Categories:

Ini adalah Manuskrip Or. 5594. Manuskrip ini menjadi salah satu dasar bagi A.H. Johns dalam The Gift Addressed to The Spirit of The Prophet. Rujukan lainnya adalah sebuah manuskrip di British Museum. Manuskrip kita ini mengabadikan Suluk Tuhfah dalam tembang macapat dari kitab Tuhfatul Mursalah karya Syeikh Muhammad Fadhlullah al-Burhanfuri, seorang guru tarekat di Mekah abad 17.

Jika kita membandingkan manuskrip ini dengan hasil transliterasi dan terjemahan A.H. Johns, maka kita lihat bahwa banyak bagian dari Manuskrip ini tidak dimasukkan dalam kajian Johns. Misalnya pembukaan ini. Johns sama sekali tidak merujuk ke manuskrip ini. Padahal di sini ada hal penting terkait tujuan penggubahan tembang macapat Tuhfah, yaitu agar menjadi media dakwah yang mudah diterima masyarakat. Serta agar ajarannya  masuk ke hati sanubari para pendengar, pembaca, dan pelantun tembang ini.

Catatan lainnya adalah Johns seringkali tidak bisa menangkap nuansa bahasa Jawa. Kata “sepi”, misalnya, yang dalam puisi Jawa ini digunakan untuk menerangkan martabat pertama, la ta’ayun, secara keliru dia terjemahkan dengan “silence”, ketiadaan suara. Padahal dalam konteks ini, “sepi” adalah ketiadaan wujud. Di Jawa modern, kita masih biasa menggunakan kata sepi untuk ketiadaan orang. “Pasare kog sepi?” Artinya di pasar tidak ada kerumunan orang sehingga tidak ada suara bising yang biasa ada di pasar.

Betapapun, kita bisa menarik manfaat atas kajian Johns bahwa  tembang macapat ini adalah karya seorang yang telah melalui pengembaraan keilmuan yang luas. Meski disayangkan bahwa dia tidak secara terang-terangan menyebutkan bahwa ini adalah karya kiai yang tumbuh dari tradisi santri lelana ke berbagai pesantren. Hal ini demikian karena mengingat kitab Arab Tuhfatul Mursalah dan syarahnya dikaji di pesantren-pesantren di Nusantara dengan bukti manuskripnya yang tersebar yang disertai makna gandul baik dalam bahasa melayu maupun jawa (beberapa manuskripnya masih bisa ditemui di PNRI).

----

- [Latihan]
1. Sebutkan semua golongan orang yang hatinya hendak dimasuki ajaran tembang Tuhfah menurut teks tentang Manuskrip Or. 5594.
2. Menurut teks tentang Manuskrip Or. 5594, siapa pengarang kitab Tuhfatul Mursalah?
3. Lanjutkan teks tentang Manuskrip Or. 5594 mulai dari sesudah kalimat terakhirnya.
Baris-baris data ini diambil dari sumber lain.

----

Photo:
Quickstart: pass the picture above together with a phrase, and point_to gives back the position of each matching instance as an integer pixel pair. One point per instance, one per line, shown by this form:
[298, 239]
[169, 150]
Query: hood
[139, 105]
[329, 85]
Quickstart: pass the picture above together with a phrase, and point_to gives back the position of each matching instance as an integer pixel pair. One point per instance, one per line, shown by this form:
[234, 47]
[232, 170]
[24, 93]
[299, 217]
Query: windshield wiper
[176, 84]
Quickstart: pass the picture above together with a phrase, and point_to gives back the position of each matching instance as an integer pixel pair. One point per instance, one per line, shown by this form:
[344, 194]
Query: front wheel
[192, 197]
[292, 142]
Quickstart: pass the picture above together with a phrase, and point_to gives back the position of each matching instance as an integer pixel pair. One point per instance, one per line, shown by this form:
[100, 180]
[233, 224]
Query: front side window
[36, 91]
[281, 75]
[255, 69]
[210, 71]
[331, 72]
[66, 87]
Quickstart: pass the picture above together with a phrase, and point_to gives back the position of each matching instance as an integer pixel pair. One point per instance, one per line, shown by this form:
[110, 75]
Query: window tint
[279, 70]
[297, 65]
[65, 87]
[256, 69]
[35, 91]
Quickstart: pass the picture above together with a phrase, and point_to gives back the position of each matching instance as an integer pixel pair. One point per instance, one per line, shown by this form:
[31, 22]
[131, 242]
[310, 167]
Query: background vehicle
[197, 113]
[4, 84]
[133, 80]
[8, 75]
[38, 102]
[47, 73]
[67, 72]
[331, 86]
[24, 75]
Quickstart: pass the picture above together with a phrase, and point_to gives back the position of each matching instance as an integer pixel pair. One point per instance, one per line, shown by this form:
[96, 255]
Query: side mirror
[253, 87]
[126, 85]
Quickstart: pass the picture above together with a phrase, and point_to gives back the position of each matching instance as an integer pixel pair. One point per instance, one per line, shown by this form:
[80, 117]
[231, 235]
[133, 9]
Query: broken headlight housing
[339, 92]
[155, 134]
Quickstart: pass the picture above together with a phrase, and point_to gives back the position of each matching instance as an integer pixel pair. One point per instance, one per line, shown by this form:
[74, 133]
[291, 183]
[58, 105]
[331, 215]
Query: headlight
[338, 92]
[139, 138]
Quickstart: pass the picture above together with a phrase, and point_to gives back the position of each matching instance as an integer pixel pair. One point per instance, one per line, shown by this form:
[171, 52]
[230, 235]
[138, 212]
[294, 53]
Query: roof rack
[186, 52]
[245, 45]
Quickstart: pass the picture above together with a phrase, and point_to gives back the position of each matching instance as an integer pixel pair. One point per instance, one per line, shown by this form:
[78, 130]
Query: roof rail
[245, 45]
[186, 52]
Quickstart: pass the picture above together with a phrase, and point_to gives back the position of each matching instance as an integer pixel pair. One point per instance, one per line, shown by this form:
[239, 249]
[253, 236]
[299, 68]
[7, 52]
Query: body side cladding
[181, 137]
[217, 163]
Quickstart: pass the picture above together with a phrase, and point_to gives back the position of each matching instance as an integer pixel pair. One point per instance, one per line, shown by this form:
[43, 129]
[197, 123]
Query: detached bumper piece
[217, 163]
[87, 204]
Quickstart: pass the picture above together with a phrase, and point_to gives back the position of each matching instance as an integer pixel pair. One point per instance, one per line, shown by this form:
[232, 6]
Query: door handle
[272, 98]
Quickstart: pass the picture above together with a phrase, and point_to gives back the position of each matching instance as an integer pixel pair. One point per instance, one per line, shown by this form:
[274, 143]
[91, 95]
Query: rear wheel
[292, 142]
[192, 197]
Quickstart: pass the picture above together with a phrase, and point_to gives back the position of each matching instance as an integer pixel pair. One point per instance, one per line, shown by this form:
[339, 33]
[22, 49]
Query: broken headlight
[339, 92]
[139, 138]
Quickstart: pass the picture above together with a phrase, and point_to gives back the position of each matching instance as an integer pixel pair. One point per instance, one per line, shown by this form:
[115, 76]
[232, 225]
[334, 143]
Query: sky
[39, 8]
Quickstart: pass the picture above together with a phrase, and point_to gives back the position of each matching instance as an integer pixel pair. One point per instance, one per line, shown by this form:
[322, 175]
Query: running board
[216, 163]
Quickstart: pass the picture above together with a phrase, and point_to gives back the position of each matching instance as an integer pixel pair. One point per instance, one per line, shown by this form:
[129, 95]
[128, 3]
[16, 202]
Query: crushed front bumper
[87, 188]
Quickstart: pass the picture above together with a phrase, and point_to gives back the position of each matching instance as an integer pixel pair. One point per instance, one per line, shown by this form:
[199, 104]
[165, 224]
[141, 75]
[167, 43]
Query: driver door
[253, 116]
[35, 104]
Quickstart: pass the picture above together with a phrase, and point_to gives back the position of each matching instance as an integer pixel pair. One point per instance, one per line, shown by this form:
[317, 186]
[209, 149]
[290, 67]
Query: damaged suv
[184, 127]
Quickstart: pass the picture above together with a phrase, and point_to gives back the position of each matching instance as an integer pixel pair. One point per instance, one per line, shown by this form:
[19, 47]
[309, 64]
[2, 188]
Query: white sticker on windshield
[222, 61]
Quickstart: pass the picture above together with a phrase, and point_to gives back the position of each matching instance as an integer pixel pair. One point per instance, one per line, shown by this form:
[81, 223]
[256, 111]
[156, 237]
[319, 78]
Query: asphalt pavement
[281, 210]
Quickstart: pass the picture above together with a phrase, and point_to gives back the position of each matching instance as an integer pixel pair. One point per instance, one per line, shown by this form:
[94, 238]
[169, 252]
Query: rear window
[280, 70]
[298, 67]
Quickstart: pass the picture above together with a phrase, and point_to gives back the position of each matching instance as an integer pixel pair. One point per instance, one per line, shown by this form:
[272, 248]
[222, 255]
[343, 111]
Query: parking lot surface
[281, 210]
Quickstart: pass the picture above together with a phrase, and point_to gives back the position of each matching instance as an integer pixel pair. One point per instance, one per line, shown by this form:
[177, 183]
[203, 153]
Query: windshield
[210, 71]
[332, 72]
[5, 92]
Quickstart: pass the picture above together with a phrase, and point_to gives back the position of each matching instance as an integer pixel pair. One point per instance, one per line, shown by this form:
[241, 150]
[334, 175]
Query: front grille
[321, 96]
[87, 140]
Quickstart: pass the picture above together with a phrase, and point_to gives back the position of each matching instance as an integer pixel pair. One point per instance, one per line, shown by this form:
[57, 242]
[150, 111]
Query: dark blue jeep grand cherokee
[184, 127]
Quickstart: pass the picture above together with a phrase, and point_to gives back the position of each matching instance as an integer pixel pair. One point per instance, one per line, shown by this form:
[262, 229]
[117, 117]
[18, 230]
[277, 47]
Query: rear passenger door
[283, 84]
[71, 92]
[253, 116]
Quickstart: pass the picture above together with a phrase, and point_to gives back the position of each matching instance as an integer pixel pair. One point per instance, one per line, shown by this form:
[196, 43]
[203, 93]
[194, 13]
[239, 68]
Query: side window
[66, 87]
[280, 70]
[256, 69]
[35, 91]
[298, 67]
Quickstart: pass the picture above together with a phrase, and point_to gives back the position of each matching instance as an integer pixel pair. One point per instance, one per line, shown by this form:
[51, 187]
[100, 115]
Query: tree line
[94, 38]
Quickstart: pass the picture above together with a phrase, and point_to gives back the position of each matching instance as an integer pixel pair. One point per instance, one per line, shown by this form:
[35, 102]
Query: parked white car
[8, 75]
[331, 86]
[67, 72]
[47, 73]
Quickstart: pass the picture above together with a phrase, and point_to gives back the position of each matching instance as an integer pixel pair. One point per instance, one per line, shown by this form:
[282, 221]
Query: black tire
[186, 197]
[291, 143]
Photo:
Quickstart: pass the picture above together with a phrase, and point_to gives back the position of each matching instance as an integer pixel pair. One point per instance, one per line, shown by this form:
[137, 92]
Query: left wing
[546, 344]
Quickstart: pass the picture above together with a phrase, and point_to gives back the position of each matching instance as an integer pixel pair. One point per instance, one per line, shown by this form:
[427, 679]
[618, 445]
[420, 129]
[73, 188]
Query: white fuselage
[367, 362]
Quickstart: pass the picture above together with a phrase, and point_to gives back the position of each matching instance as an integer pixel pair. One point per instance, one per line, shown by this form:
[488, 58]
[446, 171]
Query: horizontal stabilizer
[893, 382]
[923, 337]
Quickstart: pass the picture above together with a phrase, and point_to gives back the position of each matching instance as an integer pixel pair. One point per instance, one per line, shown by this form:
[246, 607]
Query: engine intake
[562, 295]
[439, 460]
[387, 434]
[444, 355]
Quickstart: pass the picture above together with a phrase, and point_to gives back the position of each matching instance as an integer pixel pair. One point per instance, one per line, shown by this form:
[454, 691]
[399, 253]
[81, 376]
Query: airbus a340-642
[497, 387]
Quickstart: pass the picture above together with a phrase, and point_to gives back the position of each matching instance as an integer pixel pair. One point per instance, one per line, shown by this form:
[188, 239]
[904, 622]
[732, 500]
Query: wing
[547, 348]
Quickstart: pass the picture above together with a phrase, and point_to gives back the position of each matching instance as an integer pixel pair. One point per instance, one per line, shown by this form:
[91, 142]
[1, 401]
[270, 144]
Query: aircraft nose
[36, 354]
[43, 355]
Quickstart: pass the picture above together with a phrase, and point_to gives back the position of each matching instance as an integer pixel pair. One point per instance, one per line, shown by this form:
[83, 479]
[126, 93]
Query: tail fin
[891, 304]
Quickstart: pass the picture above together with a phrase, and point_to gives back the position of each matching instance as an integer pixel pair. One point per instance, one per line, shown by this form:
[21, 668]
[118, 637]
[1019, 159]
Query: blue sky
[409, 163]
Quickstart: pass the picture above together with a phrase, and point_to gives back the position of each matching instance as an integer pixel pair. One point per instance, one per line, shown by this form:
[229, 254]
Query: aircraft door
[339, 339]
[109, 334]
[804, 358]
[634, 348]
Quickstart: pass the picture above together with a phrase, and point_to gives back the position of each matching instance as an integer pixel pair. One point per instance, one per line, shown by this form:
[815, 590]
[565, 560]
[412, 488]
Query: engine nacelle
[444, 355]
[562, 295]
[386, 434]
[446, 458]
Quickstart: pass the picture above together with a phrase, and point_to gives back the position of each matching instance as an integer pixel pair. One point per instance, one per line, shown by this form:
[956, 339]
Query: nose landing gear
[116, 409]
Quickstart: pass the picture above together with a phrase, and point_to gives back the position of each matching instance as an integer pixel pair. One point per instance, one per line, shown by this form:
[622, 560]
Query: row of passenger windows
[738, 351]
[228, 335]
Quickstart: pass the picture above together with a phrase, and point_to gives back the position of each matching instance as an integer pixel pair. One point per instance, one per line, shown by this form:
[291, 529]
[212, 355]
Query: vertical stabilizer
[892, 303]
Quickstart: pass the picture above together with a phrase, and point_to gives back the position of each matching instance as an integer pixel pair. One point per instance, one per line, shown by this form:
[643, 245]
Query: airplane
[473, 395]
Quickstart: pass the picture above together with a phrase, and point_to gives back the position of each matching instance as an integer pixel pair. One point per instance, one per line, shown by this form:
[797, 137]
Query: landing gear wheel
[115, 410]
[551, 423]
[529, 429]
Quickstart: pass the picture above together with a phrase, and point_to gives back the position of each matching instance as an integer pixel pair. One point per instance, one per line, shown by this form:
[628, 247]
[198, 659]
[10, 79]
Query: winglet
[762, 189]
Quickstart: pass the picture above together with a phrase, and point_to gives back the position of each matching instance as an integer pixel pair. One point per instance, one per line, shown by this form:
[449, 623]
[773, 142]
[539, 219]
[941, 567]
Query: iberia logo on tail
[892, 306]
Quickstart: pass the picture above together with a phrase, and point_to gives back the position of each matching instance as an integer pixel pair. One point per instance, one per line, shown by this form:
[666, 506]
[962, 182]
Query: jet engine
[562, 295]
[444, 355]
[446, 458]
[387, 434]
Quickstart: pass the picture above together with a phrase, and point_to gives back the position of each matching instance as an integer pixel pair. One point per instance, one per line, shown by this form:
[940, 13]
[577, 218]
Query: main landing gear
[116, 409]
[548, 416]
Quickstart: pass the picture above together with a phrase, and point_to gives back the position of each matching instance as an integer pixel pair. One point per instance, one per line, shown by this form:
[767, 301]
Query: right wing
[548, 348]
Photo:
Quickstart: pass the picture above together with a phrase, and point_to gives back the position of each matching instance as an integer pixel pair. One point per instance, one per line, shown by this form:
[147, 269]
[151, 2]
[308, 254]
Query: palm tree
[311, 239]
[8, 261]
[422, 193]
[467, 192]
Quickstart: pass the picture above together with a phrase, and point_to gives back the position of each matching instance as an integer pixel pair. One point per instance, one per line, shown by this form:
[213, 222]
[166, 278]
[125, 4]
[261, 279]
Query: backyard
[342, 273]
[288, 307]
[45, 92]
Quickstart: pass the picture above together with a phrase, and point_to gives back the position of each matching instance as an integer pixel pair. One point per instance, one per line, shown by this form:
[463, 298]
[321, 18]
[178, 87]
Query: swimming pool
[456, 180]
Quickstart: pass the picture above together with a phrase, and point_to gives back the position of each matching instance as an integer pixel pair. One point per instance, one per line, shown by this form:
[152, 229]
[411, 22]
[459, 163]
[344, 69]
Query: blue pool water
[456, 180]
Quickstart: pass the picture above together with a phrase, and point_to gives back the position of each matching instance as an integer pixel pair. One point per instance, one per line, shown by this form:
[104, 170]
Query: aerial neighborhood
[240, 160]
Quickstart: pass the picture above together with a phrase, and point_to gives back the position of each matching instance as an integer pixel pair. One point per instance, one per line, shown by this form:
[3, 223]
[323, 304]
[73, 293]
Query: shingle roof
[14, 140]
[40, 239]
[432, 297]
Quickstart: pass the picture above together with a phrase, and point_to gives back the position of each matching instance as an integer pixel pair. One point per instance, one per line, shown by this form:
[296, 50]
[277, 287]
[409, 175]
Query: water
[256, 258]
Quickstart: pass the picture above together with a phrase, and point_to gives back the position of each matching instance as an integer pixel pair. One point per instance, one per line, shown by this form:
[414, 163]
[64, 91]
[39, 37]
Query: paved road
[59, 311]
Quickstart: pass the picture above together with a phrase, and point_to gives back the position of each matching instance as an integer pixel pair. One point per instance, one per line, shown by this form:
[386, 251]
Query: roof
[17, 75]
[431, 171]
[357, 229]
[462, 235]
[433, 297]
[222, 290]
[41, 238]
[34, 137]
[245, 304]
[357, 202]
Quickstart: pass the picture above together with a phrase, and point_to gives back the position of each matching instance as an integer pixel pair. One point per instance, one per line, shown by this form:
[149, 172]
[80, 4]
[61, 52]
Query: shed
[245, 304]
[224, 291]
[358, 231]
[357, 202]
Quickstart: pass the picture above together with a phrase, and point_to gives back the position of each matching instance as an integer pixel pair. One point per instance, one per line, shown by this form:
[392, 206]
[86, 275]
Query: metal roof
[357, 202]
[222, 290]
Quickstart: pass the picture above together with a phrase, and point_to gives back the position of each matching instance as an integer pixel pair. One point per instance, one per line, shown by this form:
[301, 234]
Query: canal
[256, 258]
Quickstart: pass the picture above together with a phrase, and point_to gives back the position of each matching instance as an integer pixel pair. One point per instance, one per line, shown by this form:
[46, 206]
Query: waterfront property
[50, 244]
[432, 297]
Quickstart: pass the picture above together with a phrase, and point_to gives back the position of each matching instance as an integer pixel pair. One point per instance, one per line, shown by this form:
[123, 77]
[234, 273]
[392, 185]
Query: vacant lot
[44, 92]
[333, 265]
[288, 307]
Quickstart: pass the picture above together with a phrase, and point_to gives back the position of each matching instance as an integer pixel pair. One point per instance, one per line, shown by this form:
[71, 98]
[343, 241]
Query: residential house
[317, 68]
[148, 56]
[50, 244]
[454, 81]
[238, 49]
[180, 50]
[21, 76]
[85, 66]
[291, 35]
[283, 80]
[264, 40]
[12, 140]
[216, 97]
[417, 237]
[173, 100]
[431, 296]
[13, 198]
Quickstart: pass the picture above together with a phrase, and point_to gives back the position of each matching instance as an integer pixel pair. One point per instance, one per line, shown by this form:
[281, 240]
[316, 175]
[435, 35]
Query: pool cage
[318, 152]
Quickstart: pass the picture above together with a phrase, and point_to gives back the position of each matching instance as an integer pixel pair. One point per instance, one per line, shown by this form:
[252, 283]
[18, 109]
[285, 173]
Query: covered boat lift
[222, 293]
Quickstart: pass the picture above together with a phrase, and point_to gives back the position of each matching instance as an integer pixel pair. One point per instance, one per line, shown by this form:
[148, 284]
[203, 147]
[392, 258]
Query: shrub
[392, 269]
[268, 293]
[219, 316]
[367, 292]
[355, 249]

----

- [Kunci Jawaban]
1. Pendengar, pembaca, dan pelantun tembang.

2. Syeikh Muhammad Fadhlullah al-Burhanfuri, seorang guru tarekat di Mekah abad 17.

3.
Hasil penting kajian Johns lainnya adalah dalam Suluk Tuhfah, kiai penulisnya memasukkan intisari ajaran dari beragam ceruk keilmuan, dari tradisi yang hidup di Jawa. Pengarang merujuk kepada simbolisme Wishnu-Krishna, ajaran Al-Haqiqah al-Muwaffiqah lisy Syariah,  Daqaiqul Huruf, dan Asrarul Arifin. Hebatnya, semua perujukan ini, menurut Johns, dilakukan melalui ingatan, tradisi yang terus hidup pesantren.

Dari sini kita bisa melihat bahwa ucapan Kiai Said Aqil Siraj tentang beragama secara total dan berbudaya secara maksimal bukanlah sesuatu yang baru. Dia menjadi sikap yang diambil dari banyak kiai pesantren kita sejak dulu. Mereka adalah yang mengembangkan kebudayaan macapat di Jawa. Menjadi Islam adalah sekaligus secara utuh menghayati kehadiran diri di Jawa, Madura, Sunda, dan belahan bumi Nusantara lainnya.  Bukti ini akan berbicara kepada mereka yang menganggap ide para wali adalah pencipta tembang macapat hanyalah ucapan kosong (asaathirul awwalin) yang di dasarkan qiila wa qaala. Atau lebih vulgar lagi mereka yang menganggap Islam dan ekspresi Kebudayaan daerah itu layaknya air dan minyak.
Wallahu a’lam.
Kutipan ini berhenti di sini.